**What you need to do**
Please output the entries that follow exactly, without a single image.

[Natural language region descriptions]
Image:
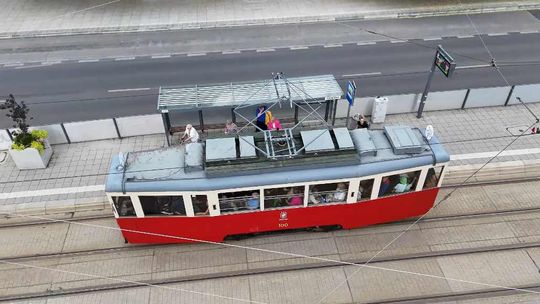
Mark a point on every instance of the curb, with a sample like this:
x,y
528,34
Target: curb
x,y
404,13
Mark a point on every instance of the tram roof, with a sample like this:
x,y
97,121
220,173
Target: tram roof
x,y
311,88
165,169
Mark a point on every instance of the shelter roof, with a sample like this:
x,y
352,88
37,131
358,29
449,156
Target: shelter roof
x,y
311,88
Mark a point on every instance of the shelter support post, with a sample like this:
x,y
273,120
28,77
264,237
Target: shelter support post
x,y
426,91
167,126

**Response area**
Image:
Mark a point on every instance of the curb, with a sample like this:
x,y
528,34
Target: curb
x,y
404,13
Mark a point on every instance of the tram roof, with a sample like this:
x,y
97,121
220,173
Target: tram roof
x,y
311,88
165,169
Mark a point on every instance of the shelter roof, with a sample like this:
x,y
352,88
37,131
358,29
449,156
Target: shelter roof
x,y
311,88
Mark a point on every instance of the shelter support post, with a sample like this:
x,y
273,120
28,77
264,237
Target: shelter support post
x,y
426,91
167,126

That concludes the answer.